- _Tasks and exercises_:
A. In the article on reopening schools after the COVID-19 closures, why does PTUZ say social distancing could be respected if exam classes open two or three weeks before other classes? Answer in one to three sentences.
B. According to the article on reopening schools after the COVID-19 closures, what minimum distance are people expected to keep from the next person?
C. Reproduce the passage of the article on reopening schools after the COVID-19 closures from "Progressive Teachers Union" up to and including "distancing at schools.".

Start of Page extract

Progressive Teachers Union of Zimbabwe (PTUZ) says learners who are sitting for the national examinations this year should be given first preference when schools resume.
Schools were forced to close early in response to the threat posed by the COVID-19 pandemic.
There is uncertainty as to when schools migh reopen as the country is on lockdown in a bid to contain the spread of the deadly virus.
In a statement, PTUZ national coordinator Harison Mudzuri said learners who are writing examinations should be allowed to open earlier than the rest of other learners as measures to maintain social distancing at schools.
Social distancing is one of the measures recommended by the World Health Organisation (WHO) to contain the spread to the COVID-19.
People are expected to maintain a distance of at least 2 meters from the next person.
“PTUZ believes that deliberate attention must be given to exam classes, Grade 7, Form 4 and Upper 6. These may be allowed to open earlier. We suggest that if exam classes open two or three weeks before other classes, they can occupy the whole school and teachers from non-exam classes can be deployed to teach extra created classes. Provided they are treated as frontline workers,” said Mudzuri.
“Under these circumstances, social distancing can be respected as all classrooms can be occupied by the exam classes only”.
He said the lifting of the lockdown in the country will not mitigate the disastrous effect of COVID-19.

End of Page extract
Start of Record extracts

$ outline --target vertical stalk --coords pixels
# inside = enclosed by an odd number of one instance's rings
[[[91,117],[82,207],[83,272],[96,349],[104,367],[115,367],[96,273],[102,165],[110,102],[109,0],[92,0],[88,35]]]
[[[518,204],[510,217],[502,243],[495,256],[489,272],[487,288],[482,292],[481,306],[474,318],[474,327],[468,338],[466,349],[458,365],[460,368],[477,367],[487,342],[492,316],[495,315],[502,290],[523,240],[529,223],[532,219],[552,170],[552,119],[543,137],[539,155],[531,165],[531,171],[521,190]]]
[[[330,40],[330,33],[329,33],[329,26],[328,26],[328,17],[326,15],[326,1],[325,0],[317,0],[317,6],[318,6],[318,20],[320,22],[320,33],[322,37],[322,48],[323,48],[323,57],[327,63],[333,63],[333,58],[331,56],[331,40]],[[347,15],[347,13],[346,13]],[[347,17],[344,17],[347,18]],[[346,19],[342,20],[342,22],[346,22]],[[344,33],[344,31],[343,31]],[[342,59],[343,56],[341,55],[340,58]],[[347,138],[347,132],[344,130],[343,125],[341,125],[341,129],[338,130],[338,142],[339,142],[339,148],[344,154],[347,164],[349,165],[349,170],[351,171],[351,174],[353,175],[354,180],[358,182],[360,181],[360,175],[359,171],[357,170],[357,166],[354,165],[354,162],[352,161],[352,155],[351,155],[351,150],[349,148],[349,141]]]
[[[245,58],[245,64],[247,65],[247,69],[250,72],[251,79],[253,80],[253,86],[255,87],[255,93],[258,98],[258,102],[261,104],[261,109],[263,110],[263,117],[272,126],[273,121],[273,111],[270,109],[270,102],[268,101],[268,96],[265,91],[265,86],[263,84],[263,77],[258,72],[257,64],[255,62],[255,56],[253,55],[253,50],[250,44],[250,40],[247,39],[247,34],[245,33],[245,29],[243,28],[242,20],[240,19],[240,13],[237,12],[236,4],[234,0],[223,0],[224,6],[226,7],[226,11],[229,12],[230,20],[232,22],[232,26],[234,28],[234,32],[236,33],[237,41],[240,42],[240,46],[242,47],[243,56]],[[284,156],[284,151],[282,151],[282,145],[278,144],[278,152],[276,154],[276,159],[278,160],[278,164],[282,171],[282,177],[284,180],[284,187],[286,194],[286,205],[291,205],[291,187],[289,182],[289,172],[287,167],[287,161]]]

End of Record extracts

- _Answers for each item_:
A. If the exam classes open earlier, they can occupy the whole school. Social distancing could then be respected because every classroom would be used by the exam classes only.

B. At least 2 meters.

C.
Progressive Teachers Union of Zimbabwe (PTUZ) says learners who are sitting for the national examinations this year should be given first preference when schools resume.
Schools were forced to close early in response to the threat posed by the COVID-19 pandemic.
There is uncertainty as to when schools migh reopen as the country is on lockdown in a bid to contain the spread of the deadly virus.
In a statement, PTUZ national coordinator Harison Mudzuri said learners who are writing examinations should be allowed to open earlier than the rest of other learners as measures to maintain social distancing at schools.